◆ **EXERCISE DETAILS**
Reproduce precisely the lines between the start of the data below and the line with "Which part of the image above contains the carved", both included.

*** Begin section ***

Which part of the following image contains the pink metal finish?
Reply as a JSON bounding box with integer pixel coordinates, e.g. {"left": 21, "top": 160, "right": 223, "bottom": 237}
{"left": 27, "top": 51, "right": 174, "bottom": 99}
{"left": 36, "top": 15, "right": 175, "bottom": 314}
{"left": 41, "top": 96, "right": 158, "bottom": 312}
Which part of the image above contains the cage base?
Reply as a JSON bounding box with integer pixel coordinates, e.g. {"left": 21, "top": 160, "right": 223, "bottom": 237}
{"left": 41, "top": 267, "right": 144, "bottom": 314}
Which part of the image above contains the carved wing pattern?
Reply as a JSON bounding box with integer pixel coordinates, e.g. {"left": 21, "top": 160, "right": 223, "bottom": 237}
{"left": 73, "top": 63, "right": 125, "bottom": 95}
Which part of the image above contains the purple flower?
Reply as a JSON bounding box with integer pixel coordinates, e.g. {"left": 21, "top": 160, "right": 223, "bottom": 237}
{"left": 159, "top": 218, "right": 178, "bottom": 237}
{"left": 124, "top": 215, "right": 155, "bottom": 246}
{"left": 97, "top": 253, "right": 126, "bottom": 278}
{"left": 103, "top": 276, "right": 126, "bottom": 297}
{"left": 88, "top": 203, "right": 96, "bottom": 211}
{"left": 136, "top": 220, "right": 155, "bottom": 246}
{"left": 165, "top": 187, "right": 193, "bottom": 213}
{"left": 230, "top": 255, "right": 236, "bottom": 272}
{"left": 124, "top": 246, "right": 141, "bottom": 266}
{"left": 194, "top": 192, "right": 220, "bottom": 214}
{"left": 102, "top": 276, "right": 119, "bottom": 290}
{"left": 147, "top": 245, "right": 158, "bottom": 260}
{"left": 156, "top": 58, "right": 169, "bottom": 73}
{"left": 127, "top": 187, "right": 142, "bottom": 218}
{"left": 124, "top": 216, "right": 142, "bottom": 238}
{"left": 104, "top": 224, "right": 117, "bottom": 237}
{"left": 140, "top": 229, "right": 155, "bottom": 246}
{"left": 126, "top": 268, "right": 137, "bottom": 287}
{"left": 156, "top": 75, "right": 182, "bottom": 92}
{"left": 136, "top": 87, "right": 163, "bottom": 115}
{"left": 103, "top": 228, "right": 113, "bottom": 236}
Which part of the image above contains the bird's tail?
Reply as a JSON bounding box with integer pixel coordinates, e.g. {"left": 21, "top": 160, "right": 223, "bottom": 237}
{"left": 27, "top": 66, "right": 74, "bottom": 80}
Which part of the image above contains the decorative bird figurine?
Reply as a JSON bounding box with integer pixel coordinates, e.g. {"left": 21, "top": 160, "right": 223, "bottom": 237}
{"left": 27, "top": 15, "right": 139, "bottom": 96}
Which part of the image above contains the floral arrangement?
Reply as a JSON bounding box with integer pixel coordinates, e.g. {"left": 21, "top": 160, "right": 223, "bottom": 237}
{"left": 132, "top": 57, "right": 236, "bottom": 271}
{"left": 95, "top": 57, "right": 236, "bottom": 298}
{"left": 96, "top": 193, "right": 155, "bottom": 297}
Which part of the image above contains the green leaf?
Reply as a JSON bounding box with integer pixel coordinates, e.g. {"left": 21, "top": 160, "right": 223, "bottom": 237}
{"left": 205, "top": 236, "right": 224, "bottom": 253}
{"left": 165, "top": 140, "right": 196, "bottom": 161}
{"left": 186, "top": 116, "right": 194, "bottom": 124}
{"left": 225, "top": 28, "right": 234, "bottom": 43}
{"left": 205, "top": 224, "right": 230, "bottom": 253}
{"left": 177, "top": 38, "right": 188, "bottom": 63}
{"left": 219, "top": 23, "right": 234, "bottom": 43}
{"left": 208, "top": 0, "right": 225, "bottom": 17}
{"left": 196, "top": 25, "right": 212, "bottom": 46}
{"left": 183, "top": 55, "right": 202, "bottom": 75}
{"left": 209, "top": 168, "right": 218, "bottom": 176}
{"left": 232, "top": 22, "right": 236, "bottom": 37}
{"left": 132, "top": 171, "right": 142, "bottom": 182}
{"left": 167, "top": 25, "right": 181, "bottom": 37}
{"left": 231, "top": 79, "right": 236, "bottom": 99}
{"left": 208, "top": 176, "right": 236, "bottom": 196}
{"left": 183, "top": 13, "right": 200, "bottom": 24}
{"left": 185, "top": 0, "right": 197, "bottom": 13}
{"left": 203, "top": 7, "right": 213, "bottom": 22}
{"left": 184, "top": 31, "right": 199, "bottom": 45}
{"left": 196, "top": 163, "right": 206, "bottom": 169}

*** End section ***

◆ **EXERCISE SOLUTION**
Which part of the following image contains the pink metal finish?
Reply as a JSON bounding box with integer pixel coordinates, e.g. {"left": 21, "top": 160, "right": 223, "bottom": 237}
{"left": 27, "top": 51, "right": 174, "bottom": 99}
{"left": 36, "top": 15, "right": 175, "bottom": 314}
{"left": 41, "top": 96, "right": 158, "bottom": 312}
Which part of the image above contains the cage base?
Reply as a JSON bounding box with integer pixel coordinates, e.g. {"left": 21, "top": 160, "right": 223, "bottom": 237}
{"left": 41, "top": 267, "right": 144, "bottom": 314}
Which part of the image above contains the carved wing pattern?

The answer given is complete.